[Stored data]
------------------------

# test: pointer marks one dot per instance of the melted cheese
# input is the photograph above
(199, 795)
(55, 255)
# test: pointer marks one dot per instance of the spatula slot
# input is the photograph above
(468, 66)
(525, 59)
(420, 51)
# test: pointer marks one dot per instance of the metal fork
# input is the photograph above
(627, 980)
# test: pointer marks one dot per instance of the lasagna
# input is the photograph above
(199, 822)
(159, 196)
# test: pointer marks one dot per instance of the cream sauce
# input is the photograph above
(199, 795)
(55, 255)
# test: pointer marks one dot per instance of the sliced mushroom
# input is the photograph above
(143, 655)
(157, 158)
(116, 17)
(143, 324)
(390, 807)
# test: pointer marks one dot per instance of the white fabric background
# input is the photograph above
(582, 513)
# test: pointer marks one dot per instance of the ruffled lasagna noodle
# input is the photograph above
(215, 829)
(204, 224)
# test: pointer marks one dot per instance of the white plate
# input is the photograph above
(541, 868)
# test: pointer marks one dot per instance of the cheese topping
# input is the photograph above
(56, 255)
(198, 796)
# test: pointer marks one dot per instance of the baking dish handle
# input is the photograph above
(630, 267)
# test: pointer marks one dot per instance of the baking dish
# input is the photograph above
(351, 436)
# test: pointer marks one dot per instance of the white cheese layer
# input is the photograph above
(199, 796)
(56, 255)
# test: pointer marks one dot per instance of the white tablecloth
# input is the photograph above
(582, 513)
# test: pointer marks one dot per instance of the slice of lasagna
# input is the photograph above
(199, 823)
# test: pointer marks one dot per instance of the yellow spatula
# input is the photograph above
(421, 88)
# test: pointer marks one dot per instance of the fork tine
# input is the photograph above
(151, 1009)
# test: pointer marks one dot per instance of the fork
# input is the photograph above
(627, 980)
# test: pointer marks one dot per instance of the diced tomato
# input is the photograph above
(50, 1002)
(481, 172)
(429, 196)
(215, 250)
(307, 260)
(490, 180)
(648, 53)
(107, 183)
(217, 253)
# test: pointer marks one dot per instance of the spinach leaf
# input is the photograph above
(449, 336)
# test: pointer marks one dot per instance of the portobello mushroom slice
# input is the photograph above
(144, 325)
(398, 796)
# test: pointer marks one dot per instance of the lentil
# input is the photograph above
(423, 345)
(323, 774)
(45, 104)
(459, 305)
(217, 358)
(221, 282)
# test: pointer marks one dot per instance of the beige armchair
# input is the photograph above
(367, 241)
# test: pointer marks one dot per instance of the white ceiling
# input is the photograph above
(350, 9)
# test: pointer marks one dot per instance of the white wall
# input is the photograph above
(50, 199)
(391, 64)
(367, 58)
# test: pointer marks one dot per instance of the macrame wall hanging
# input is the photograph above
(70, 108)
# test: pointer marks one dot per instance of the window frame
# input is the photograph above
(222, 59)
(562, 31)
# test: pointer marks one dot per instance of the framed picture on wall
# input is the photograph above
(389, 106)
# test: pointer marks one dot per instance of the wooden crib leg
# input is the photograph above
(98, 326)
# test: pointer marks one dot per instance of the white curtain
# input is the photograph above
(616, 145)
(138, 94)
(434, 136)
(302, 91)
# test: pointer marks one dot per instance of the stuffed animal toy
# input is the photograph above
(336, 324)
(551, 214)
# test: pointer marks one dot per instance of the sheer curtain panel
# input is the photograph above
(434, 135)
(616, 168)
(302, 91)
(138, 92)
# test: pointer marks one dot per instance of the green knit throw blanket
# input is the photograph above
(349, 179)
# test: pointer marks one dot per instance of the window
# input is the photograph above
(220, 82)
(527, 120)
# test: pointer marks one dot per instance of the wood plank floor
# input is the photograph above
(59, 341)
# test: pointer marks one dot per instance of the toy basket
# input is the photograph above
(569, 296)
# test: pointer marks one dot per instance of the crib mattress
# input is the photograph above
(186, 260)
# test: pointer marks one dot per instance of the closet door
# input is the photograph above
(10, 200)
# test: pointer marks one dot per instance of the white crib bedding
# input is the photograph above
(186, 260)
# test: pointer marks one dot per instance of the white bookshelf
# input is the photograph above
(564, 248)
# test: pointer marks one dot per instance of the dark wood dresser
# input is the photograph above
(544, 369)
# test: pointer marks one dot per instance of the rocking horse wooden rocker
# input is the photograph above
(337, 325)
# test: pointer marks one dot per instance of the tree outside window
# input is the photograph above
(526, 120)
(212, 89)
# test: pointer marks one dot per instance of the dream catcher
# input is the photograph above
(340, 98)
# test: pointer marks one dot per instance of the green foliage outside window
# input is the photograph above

------------------------

◆ Exercise details ◆
Search the data for "spatula". Copy every matching line.

◆ Output of the exercise ◆
# test: pointer marks one dot per instance of the spatula slot
# test: pointer marks one dot per instance of the yellow spatula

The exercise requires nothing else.